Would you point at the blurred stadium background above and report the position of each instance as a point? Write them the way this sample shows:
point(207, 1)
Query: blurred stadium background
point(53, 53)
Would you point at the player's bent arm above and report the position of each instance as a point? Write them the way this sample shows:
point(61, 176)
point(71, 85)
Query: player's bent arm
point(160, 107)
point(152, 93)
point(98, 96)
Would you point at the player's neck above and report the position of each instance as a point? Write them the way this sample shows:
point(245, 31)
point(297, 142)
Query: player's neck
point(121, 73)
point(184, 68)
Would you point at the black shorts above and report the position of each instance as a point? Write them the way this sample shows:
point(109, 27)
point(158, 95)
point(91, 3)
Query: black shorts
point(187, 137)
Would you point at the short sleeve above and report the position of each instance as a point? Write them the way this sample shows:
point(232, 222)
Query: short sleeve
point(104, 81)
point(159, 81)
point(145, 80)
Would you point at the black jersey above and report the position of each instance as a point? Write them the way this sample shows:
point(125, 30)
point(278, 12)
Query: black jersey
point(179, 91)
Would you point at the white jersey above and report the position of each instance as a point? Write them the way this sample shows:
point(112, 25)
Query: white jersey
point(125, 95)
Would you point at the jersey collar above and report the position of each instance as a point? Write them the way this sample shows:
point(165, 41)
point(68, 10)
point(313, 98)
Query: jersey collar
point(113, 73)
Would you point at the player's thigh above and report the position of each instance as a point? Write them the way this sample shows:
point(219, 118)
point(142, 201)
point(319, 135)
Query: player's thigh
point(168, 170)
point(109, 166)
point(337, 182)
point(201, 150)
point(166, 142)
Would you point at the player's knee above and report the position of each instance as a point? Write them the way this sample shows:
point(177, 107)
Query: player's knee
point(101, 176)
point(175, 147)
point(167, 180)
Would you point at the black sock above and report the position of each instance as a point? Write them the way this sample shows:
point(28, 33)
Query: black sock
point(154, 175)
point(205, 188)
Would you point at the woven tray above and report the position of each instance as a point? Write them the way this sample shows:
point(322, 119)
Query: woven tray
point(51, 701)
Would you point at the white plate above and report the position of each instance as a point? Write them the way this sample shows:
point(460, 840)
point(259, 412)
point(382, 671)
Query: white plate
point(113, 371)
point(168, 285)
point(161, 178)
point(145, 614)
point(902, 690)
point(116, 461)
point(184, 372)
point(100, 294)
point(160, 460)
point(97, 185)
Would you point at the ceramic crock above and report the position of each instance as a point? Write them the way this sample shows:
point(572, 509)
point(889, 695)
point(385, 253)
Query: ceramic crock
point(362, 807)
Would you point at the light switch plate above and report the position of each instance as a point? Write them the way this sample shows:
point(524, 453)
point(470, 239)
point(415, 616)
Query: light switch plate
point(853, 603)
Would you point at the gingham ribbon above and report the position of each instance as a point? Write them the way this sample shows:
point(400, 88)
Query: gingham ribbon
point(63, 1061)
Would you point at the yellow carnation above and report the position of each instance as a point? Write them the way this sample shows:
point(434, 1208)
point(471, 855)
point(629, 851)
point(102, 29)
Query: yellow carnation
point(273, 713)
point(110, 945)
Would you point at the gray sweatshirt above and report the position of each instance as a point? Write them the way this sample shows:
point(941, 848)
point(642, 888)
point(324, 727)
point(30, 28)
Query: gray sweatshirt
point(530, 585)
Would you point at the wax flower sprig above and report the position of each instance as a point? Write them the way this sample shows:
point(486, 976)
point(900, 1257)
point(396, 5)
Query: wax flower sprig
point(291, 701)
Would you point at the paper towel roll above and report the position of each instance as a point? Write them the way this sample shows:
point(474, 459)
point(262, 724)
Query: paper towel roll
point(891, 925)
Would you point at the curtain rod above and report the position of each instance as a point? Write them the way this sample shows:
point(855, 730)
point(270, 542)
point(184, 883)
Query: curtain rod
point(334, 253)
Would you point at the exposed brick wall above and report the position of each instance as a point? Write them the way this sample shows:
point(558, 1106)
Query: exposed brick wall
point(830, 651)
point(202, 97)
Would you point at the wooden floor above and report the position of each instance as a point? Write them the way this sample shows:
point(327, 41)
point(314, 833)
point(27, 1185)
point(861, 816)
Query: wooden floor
━━━━━━━━━━━━━━━━━━━━
→ **Task prompt**: Reproduce the material from the line containing "Would you point at the paper" through the end of the material, both included, with the requests. Multiply every point coordinate in the answers by 0.6 and round it to a whole number, with halves rounded up, leaving the coordinates in the requests and their format samples unchanged, and give only those lines.

→ **Response to this exercise**:
Would you point at the paper towel roll above and report the position of each instance as a point? Write them the way this sample shows:
point(474, 459)
point(262, 724)
Query: paper towel roll
point(535, 555)
Would you point at the curtain rod above and report the position of each instance as a point? Write them the way this sample shows:
point(855, 730)
point(270, 542)
point(184, 883)
Query: curtain rod
point(200, 152)
Would you point at the exposed brick wall above and report the position of each instance as a point? Write them the way this sample shows:
point(558, 1106)
Query: exposed brick wall
point(498, 391)
point(121, 58)
Would you point at the wooden floor above and report the position of each instance as a point? Write them the way this sample shows:
point(327, 41)
point(314, 833)
point(27, 1185)
point(861, 816)
Query: wooden floor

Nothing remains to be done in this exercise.